— Begin —

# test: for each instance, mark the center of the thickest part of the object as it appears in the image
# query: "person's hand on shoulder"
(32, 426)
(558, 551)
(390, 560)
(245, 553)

— End —

(Task goal) Write out all the items above as a JSON list of strings, with one string for each line and no blank lines.

(Task result)
[
  "# test: for each instance, mark the center of the thickest part of the object as it appears in the image",
  "# query: \"person's hand on shoulder\"",
  "(32, 426)",
  "(558, 551)",
  "(390, 560)",
  "(245, 553)"
]